━━━━━ Excerpted passage ━━━━━

To the Shareholders of Centurion Mines Corporation:  

As members of the Board of Directors it is our
responsibility to review and set compensation levels
of the executive officers of the Company, evaluate
the performance of management and consider management
appointments and related matters.  All decisions are
decisions of the full Board. The Board considers the
performance of the Company and how compensation paid
by the Company compares to compensation generally
in the mining industry for this region and among
similar companies.  In establishing executive
compensation, the Board bases its decision, in part,
on achievement and performance regarding broad-
based objectives and targets relating to the continued
acquisition of favorable mineral properties and the
progress of exploration and development of such
mineral properties, as well as the Company's
financial performance.  For fiscal 1995, as in years
past, the Company's executive compensation policy
consisted of a combination of three variable
elements: base salary, stock awards and option
grants.  The policy factors which determine the
setting of these compensation elements are largely
aimed at attracting and retaining executives
considered essential to the Company's long-term
success.  The granting of stock and/or options is
designed as an incentive to increasingly focus
management's interests in closer alignment with the
interests of shareholders.  The Company's executive
compensation policy seeks to engender committed
leadership and strategic management to favorably
posture the Company for continued growth, stability
and strength of shareholder equity.  

For fiscal 1995, the salary of Spenst Hansen, the
Company's Chief Executive Officer, remained at $36,000
per annum, unchanged since the beginning of fiscal
1994. In reviewing Mr. Hansen's salary, the Board
noted that the Company has continued making
substantial progress in its exploration and development
stage activities, in particular, with respect to the
Tintic and Beaver area properties.  The Company did
not acquire additional mining-related companies,
aside from the completion of the Dotson Exploration
acquisition. Further, the Board recognized Mr.
Hansen's significant role in raising approximately
$1,500,000 of operating capital during fiscal 1995
to fund the Company's exploration and development
activities.  In addition, the Board recognized Mr.
Hansen's lead efforts in establishing water rights
for the Mammoth Mine area and in developing joint
venture arrangements in the Milford area properties.
The Board noted that in comparing five-year cumulative
total returns, the Company has consistently outperformed
a peer group of ten non-production, gold-related
mining companies listed on the Nasdaq SmallCap
Market, and has generally performed at about the same
approximate level as the Nasdaq Stock Market  as a whole
(for U.S. companies).  The Board took into account the
increase in shareholders' equity from $2,669,776 at the end
of fiscal 1992 to $8,265,862 at the end of fiscal 1995, but
also the increase in net loss per share from $0.02 to $0.11
during the same period.  Finally, the Board of Directors
took into account the modest amount of Mr. Hansen's salary
in comparison with regional CEO salaries within the mining
industry.   On the basis of the above factors, the Board
determined that a merit salary of $36,000 was in order. No 
other Officers received a salary increase during fiscal 1995.

━━━━━ Entries shown ━━━━━

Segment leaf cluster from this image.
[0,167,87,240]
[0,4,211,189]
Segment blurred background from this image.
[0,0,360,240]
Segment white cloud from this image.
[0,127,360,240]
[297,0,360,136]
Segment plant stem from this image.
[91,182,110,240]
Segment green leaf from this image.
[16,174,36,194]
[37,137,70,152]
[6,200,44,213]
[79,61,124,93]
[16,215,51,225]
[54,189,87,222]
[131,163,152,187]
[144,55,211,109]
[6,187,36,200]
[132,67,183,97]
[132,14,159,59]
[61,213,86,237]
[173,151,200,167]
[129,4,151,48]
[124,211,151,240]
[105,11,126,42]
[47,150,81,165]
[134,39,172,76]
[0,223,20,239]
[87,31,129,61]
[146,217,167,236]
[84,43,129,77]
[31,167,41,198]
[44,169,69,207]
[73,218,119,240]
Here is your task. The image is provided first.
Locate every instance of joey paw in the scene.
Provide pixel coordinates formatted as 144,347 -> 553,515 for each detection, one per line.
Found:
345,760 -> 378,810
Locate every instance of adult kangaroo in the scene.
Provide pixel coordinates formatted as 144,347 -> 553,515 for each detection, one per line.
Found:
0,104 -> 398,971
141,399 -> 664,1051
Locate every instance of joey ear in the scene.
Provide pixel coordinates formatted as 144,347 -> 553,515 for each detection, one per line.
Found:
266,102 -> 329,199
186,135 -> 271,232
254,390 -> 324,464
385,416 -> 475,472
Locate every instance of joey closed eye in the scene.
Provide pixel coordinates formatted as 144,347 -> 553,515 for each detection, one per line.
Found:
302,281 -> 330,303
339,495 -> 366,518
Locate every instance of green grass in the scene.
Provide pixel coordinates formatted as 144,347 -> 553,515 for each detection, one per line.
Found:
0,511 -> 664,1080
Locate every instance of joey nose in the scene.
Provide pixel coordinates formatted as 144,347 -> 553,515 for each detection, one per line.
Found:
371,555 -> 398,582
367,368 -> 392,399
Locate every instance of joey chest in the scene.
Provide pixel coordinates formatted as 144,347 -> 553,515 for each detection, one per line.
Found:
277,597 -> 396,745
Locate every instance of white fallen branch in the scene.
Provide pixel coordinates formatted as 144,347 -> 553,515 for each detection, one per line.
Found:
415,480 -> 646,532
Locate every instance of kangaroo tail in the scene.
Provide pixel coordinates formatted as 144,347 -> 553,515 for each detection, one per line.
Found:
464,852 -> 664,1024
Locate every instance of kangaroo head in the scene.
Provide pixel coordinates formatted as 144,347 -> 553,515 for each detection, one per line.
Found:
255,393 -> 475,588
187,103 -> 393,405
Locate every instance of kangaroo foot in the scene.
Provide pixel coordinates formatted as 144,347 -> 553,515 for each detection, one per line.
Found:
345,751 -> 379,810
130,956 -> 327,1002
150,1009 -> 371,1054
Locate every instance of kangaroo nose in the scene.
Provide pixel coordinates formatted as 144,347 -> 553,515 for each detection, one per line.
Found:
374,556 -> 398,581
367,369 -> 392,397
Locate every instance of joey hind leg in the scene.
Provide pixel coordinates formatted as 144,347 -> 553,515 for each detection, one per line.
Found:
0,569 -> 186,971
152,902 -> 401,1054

━━━━━

Written instruction 1 |
Please give the records from the line with "Segment blurred background from this image." to the line with "[91,182,110,240]" as a Markdown table headed Row and Record line, leaving out blank lines.
Written instruction 2 |
Carry the Board's compensation report to Centurion Mines shareholders on from the point where it stops.

Reply 1 |
| Row | Record line |
|---|---|
| 1 | Segment blurred background from this image. |
| 2 | [0,0,360,240] |
| 3 | Segment white cloud from this image. |
| 4 | [0,127,360,240] |
| 5 | [297,0,360,136] |
| 6 | Segment plant stem from this image. |
| 7 | [91,182,110,240] |

Reply 2 |
With respect to stock and option awards during fiscal 1995,
the Board of Directors did not modify the amount of shares
or options that Directors and the CEO are entitled to receive
as partial compensation for service to the Company.  

The Board believes that executive compensation during fiscal
1995 adequately reflects the Company's compensation policies
and performance.   

        From All Members of the Entire Board of Directors, 
                Spenst Hansen, Chairman 
                Orson Mabey, III 
                J.D.H. Morgan 
                Mark D. Dotson 
                           -11-

PERFORMANCE GRAPH.  The following is a line graph comparing
(1) the yearly percentage change in the Company's cumulative total
shareholder return on its Common Stock with (2) the cumulative total
return of the Nasdaq Stock Market for all U.S. companies and (3) the
cumulative total return of a peer group of similarly capitalized
mining companies.


<TABLE>
<CAPTION>

COMPARISON OF FIVE YEAR CUMULATIVE TOTAL RETURN<F1> AMONG
CENTURION MINES CORPORATION, NASDAQ STOCK MARKET INDEX<F2>,
AND COMPETITOR GROUP INDEX<F3>

Year-End
Summary<F4> 09/28/90<F5>  09/30/91  09/30/92   09/30/93 09/30/94 09/29/95
__________________________________________________________________________
<S>        <C>            <C>       <C>        <C>      <C>      <C>
CENTURION  $100.00        $171.80   $102.60    $543.60  $266.70  $256.40 
Nasdaq
Stock Mkt. $100.00        $157.30   $176.30    $231.00  $232.90  $320.70 
Peer Grp.  $100.00        $ 66.30   $ 64.70    $ 96.50  $ 96.80  $ 78.70  

     
           [DIAGRAM OF PERFORMANCE GRAPH IS PRINTED HERE]

<FN>
<F1> The numbers listed in the table and depicted in the graph above
represent year-end and monthly index  levels derived from compounded
daily returns that include all dividends.  
<F2> The indexes are reweighted daily, using the market capitalization
on the previous trading day.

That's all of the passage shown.